::: Rows

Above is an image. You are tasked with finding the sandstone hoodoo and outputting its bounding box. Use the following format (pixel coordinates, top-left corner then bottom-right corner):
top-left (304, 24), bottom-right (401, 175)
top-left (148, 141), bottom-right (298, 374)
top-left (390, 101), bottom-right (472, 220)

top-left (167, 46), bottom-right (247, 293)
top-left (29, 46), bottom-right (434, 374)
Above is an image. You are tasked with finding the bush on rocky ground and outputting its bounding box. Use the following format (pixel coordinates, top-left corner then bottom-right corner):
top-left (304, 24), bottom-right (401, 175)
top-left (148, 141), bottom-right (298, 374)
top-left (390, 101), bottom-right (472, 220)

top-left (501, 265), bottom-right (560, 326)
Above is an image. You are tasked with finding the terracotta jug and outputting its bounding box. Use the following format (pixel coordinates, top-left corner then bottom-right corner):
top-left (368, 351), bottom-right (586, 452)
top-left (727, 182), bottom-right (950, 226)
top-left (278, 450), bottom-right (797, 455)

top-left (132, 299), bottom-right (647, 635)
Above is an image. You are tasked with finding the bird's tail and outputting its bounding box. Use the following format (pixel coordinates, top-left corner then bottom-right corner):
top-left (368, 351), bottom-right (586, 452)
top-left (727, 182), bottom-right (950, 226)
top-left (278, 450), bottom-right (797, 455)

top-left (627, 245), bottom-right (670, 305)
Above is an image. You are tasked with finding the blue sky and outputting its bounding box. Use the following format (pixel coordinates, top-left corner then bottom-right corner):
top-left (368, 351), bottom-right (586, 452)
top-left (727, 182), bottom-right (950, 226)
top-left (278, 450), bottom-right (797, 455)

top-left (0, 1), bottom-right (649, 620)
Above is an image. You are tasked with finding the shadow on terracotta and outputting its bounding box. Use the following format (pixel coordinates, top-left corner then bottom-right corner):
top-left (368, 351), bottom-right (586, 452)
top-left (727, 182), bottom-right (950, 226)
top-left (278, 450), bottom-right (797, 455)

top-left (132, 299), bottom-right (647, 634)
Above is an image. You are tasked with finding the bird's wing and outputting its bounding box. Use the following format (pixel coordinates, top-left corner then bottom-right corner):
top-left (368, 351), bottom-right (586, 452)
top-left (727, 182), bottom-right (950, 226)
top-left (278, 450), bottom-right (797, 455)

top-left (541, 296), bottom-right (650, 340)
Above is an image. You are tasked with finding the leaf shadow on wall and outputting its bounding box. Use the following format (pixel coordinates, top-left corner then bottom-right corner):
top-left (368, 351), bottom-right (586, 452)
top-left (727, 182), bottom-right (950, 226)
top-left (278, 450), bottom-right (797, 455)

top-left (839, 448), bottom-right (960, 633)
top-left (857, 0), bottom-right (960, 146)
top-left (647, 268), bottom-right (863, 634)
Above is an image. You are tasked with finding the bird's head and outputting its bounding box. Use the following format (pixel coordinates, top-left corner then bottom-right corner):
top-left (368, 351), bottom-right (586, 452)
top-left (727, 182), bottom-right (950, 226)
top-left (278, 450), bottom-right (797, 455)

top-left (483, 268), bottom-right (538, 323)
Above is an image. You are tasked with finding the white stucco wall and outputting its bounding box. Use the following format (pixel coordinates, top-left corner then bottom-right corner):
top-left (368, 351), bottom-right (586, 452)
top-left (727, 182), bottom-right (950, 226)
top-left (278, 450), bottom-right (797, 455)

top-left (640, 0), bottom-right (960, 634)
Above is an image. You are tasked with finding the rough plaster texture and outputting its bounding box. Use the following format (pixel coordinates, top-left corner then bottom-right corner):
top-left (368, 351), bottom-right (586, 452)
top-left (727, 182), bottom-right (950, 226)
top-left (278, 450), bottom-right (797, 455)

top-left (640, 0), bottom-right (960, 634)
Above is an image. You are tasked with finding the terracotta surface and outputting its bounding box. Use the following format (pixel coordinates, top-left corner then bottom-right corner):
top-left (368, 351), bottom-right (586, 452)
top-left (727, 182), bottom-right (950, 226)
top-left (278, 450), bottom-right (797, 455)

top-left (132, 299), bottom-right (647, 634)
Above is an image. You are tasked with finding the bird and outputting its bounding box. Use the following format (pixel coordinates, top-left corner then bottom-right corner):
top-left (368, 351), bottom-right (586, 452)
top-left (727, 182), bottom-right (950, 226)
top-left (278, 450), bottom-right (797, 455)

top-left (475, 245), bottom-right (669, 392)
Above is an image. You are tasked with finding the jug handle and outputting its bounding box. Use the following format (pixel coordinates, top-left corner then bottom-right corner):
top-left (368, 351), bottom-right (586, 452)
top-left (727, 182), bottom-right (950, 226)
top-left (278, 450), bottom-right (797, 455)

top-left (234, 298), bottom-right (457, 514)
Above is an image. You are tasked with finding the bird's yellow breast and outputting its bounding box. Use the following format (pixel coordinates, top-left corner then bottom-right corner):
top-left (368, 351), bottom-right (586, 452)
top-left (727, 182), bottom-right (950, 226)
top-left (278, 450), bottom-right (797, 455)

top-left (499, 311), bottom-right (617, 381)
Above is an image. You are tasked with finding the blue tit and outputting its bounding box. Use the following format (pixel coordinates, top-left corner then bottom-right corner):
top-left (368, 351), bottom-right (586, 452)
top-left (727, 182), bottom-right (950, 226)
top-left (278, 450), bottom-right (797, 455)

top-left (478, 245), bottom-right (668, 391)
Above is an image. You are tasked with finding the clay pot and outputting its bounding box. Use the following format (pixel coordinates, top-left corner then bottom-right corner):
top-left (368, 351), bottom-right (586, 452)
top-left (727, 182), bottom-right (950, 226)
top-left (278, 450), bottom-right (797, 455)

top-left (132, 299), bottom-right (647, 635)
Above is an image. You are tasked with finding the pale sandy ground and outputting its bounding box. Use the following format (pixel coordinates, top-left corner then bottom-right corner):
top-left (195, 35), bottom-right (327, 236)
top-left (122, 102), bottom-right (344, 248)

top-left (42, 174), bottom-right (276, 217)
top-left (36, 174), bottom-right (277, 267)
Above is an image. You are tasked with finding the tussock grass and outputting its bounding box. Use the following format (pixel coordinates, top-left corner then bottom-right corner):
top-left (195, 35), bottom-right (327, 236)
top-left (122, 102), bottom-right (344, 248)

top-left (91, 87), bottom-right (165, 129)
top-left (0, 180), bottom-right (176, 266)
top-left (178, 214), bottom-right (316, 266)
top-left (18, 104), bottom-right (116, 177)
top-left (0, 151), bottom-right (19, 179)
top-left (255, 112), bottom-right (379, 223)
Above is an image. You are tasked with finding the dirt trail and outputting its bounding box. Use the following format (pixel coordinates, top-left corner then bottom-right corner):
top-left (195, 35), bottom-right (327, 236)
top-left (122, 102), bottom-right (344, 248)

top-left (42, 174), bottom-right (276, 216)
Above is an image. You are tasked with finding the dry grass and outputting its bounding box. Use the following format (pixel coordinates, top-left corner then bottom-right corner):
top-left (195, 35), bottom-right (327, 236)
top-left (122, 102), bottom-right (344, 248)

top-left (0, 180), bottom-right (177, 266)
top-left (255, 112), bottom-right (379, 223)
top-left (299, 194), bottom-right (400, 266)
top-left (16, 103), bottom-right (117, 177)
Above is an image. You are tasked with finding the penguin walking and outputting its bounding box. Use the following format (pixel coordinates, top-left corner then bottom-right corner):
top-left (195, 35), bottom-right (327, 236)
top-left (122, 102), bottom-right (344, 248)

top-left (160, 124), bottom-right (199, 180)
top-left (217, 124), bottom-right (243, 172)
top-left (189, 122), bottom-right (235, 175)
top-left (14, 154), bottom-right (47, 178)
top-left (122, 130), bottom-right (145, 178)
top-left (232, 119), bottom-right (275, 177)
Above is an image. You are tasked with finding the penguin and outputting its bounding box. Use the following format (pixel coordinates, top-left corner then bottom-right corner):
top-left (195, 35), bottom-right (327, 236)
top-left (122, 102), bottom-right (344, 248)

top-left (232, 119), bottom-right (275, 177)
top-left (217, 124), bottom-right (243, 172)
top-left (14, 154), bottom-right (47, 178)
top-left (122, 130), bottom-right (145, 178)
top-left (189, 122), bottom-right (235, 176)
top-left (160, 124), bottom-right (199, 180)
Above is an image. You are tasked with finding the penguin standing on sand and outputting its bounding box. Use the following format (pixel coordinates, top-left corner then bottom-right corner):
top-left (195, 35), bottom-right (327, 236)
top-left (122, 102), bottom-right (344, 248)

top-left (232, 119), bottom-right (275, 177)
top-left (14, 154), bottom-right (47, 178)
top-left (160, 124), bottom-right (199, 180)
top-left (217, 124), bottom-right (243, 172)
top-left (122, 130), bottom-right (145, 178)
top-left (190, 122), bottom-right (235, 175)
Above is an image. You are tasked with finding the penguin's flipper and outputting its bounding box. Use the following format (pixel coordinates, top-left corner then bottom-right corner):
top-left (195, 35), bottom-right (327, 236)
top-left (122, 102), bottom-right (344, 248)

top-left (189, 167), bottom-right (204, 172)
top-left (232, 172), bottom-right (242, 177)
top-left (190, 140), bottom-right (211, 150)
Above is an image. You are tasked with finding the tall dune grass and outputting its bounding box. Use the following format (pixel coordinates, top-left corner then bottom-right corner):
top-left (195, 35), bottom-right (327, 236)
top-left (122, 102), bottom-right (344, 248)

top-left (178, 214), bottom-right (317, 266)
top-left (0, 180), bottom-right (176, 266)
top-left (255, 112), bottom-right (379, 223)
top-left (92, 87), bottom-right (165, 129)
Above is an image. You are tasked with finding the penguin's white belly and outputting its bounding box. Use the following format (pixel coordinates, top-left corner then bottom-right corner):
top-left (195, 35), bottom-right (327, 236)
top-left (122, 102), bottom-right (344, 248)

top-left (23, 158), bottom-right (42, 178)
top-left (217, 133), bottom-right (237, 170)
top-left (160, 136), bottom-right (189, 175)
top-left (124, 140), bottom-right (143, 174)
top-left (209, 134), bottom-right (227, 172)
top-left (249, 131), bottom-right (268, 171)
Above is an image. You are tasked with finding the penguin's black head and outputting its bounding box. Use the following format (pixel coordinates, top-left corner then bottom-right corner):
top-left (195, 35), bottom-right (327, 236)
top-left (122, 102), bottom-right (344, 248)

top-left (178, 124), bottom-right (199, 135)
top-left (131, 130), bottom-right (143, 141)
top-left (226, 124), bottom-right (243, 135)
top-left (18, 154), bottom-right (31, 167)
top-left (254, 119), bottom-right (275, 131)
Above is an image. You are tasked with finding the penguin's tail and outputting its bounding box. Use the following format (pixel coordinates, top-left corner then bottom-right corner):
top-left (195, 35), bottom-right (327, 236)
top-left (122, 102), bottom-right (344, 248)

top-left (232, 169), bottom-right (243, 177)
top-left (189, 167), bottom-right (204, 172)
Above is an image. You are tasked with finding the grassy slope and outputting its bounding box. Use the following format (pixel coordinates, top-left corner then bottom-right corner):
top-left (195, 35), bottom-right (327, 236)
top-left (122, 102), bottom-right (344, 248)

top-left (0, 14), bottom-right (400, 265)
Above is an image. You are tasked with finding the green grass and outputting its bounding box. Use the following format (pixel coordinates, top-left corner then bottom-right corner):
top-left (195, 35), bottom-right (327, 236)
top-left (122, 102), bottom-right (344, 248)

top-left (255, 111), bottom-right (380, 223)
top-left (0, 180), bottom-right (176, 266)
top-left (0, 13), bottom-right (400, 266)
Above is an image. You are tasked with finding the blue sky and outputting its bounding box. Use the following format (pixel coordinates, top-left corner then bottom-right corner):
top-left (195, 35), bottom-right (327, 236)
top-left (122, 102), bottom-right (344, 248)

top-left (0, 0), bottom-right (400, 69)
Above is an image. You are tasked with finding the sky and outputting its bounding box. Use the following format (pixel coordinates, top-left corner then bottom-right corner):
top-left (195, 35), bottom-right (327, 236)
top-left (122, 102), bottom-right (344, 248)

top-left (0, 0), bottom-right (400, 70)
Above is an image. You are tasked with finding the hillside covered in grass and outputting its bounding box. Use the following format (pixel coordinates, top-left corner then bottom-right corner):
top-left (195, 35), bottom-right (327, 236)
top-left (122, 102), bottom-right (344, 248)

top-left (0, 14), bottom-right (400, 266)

::::::

**Prompt:** Render the data from the line containing "Above is an image. You are tasked with finding the dirt" up to and including the line containing "top-left (42, 174), bottom-right (276, 216)" as a two-column CSV with the headers input and output. Give one row for each text and its answer, with each value in a single quoted field and line breaks replaced by spaces.

**Answer:**
input,output
"Above is an image. You are tasked with finding the dirt trail and outputting its bounding box. Use the following format (pixel coordinates, top-left corner then bottom-right corner): top-left (195, 35), bottom-right (327, 236) top-left (122, 102), bottom-right (344, 248)","top-left (42, 174), bottom-right (276, 216)"